REQUIRED ACTION: Every entry needs to be given again exactly as it reads.

─── MATERIAL SHOWN ───

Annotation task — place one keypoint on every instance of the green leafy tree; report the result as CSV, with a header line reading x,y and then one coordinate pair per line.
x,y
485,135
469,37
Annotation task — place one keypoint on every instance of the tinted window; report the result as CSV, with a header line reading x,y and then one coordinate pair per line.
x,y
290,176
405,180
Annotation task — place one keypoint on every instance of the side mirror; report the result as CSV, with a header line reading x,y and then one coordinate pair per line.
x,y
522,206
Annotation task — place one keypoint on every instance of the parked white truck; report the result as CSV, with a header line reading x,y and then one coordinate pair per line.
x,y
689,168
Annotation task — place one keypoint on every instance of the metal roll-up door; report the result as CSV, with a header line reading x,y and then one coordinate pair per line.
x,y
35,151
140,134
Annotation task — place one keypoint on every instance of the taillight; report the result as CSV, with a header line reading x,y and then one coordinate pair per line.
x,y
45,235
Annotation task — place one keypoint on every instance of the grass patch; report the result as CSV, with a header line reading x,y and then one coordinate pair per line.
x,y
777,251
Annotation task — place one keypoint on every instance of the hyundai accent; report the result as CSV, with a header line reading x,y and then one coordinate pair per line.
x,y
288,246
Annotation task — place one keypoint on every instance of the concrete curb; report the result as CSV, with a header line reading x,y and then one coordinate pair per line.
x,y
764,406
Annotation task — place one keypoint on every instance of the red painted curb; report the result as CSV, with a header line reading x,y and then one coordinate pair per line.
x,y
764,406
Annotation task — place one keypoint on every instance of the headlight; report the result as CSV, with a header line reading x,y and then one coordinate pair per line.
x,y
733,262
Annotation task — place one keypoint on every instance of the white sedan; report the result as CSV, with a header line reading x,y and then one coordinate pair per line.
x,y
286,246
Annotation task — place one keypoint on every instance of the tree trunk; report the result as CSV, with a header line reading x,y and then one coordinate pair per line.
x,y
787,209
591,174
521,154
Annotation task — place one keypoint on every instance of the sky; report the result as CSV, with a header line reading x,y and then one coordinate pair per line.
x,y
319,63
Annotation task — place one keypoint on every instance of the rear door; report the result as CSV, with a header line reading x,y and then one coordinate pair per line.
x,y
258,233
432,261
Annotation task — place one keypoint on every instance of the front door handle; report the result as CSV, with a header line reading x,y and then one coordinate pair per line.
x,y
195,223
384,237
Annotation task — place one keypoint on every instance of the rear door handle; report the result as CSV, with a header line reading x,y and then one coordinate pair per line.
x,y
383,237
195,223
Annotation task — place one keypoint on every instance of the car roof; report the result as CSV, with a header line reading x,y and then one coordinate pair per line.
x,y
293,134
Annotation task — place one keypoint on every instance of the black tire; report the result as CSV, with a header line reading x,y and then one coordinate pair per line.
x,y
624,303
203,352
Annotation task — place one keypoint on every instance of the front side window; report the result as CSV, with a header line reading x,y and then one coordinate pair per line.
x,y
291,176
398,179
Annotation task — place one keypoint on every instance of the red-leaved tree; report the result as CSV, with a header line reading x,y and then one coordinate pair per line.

───

ANSWER BOX:
Annotation task — place one keypoint on every instance of the green leafy tree; report the result as CSV, with a header line reading x,y and then one coordinate pair per line.
x,y
485,135
469,37
Annotation task — place one keypoint on every instance of the tinted window; report the result as CSV, with a header line reading x,y and then one coordinate pair per line.
x,y
290,176
405,180
Annotation task — place one keypoint on every instance of the side mirror; report the result as CSV, with a header line reading x,y and then one coordinate pair per line.
x,y
522,206
Annotation task — place one keypoint on every instance of the parked white truck; report the result as CSV, with a header line reading x,y and then one coordinate pair per line.
x,y
689,168
Annotation task — place one keypoint on every instance of the metal roll-up door; report the result as CSV, with a header line reading x,y and then one coordinate pair per line.
x,y
35,151
140,134
Annotation task — place one keypoint on every instance of the taillight; report the result as CSV, with a header line reading x,y and then one coordinate pair per line.
x,y
45,235
Annotation task — place one keypoint on every instance of the grass patch; report the result as CSV, with a header line reading x,y and then one coordinate pair per line.
x,y
777,251
Annotation task — place one keypoint on every instance of the hyundai accent; report the result as CSV, with a header line reading x,y and then one coordinate pair per line.
x,y
288,246
Annotation task — place one keypoint on every instance of the concrete curb; report the result as CSV, with a header line reading x,y and then one coordinate pair per line.
x,y
764,406
Annotation task — place one keypoint on every instance of the red painted curb; report the result as CSV, with a header line reading x,y and then one coordinate pair per line.
x,y
764,406
Annotation task — place one keypoint on every instance of the headlight; report the result as CSV, with a header line reading x,y and then one coordinate pair per line.
x,y
733,262
Annotation task — place one keypoint on every instance of the white sedan; report the result as CSV, with a header line reading x,y and then one coordinate pair per line.
x,y
286,246
Annotation task — place one keypoint on every instance of the tree trunk; report the result as CSV, with a header line reading x,y and then one coordinate pair per line.
x,y
787,209
591,174
521,154
Annotation task — place one keypoint on every instance of the sky; report the result as CSV, with a header line reading x,y and then one coordinate pair per line.
x,y
319,63
Annotation task — place one keypoint on every instance of the rear door; report the result as CSV, with a header line reading x,y and then one coordinate pair per line.
x,y
258,233
432,261
Annotation task — place one keypoint on every instance of the front door handle; report the result as CSV, with a header line reading x,y and then one coordinate pair per line.
x,y
195,223
384,237
Annotation task — place one keypoint on every instance of the rear door handle; report the result as CSV, with a header line reading x,y and then one coordinate pair per line.
x,y
383,237
195,223
Annotation task — place one keypoint on every instance of the car roof; report the result as CSV, with a header line reading x,y and then one coordinate pair per line.
x,y
293,134
Annotation task — place one keypoint on every instance of the black tire; report the result as CSV, with a header line reading x,y and then one coordinate pair per line.
x,y
624,303
203,352
Annotation task — place one keypoint on every instance of the front side window; report the result as CSV, with a header line reading x,y and then one coordinate pair per line.
x,y
291,176
398,179
Annotation task — place one keypoint on every instance of the red-leaved tree; report the result as CSV, with a header line reading x,y and then one coordinate pair per line.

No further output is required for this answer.